# another lighting question



## Aristarchus (May 30, 2003)

hey i got my 125 home today (still need to buy filters, heaters, etc) but i was wondering how many strip lights i should get? it's 6 feet long, so should i get 2 at 36"? or what do you guys currently have on your setups? and should i get flourescent or natural colored bulbs?


----------



## Raptor (Jan 3, 2003)

3) 18 inchers, 2) 36 inchers The 18 inchers would look nicer. And then for bulbs go with the natural sunlight by ge at the local lowes or builder square. It's a lot cheaper


----------



## FeederFish33 (Jan 22, 2003)

i copied my lighting setup from mattias, after seeing his tank. He had 2 36 inch lights (I'm using 1 48 inch and 1 24 inch) and in front of those he has 2 24inch (I have 1 48 inch). I have my 48 and 24 on a timer so that they turn on at 9:30 in the morning and turn off at 8:30 at night. My lone 48 inch is on a timer that turns on at 8 in the morning and turns off at 10 at night. The 48 is colored purple. It looks pretty sweet. Its the same idea as mattias, with a few minor adjustments.

Recorded data

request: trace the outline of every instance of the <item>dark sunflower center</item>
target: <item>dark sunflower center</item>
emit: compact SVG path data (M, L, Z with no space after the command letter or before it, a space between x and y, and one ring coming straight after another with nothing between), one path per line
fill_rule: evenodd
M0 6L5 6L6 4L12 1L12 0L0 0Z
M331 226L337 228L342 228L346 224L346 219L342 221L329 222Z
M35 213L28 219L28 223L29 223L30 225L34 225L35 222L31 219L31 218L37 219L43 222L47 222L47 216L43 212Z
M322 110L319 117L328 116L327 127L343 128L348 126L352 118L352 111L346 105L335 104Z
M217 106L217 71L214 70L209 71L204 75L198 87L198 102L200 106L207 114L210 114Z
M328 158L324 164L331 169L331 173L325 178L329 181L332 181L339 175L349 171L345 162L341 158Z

→ **Written request 1**:
Write out the entire forum thread on aquarium lighting word for word.
→ **Written request 2**:
Give again every one of the recorded data rows, unchanged.
The forum thread and the recorded rows have no connection to each other.

→ **Correct output 1**:
# another lighting question



## Aristarchus (May 30, 2003)

hey i got my 125 home today (still need to buy filters, heaters, etc) but i was wondering how many strip lights i should get? it's 6 feet long, so should i get 2 at 36"? or what do you guys currently have on your setups? and should i get flourescent or natural colored bulbs?


----------



## Raptor (Jan 3, 2003)

3) 18 inchers, 2) 36 inchers The 18 inchers would look nicer. And then for bulbs go with the natural sunlight by ge at the local lowes or builder square. It's a lot cheaper


----------



## FeederFish33 (Jan 22, 2003)

i copied my lighting setup from mattias, after seeing his tank. He had 2 36 inch lights (I'm using 1 48 inch and 1 24 inch) and in front of those he has 2 24inch (I have 1 48 inch). I have my 48 and 24 on a timer so that they turn on at 9:30 in the morning and turn off at 8:30 at night. My lone 48 inch is on a timer that turns on at 8 in the morning and turns off at 10 at night. The 48 is colored purple. It looks pretty sweet. Its the same idea as mattias, with a few minor adjustments.

→ **Correct output 2**:
request: trace the outline of every instance of the <item>dark sunflower center</item>
target: <item>dark sunflower center</item>
emit: compact SVG path data (M, L, Z with no space after the command letter or before it, a space between x and y, and one ring coming straight after another with nothing between), one path per line
fill_rule: evenodd
M0 6L5 6L6 4L12 1L12 0L0 0Z
M331 226L337 228L342 228L346 224L346 219L342 221L329 222Z
M35 213L28 219L28 223L29 223L30 225L34 225L35 222L31 219L31 218L37 219L43 222L47 222L47 216L43 212Z
M322 110L319 117L328 116L327 127L343 128L348 126L352 118L352 111L346 105L335 104Z
M217 106L217 71L214 70L209 71L204 75L198 87L198 102L200 106L207 114L210 114Z
M328 158L324 164L331 169L331 173L325 178L329 181L332 181L339 175L349 171L345 162L341 158Z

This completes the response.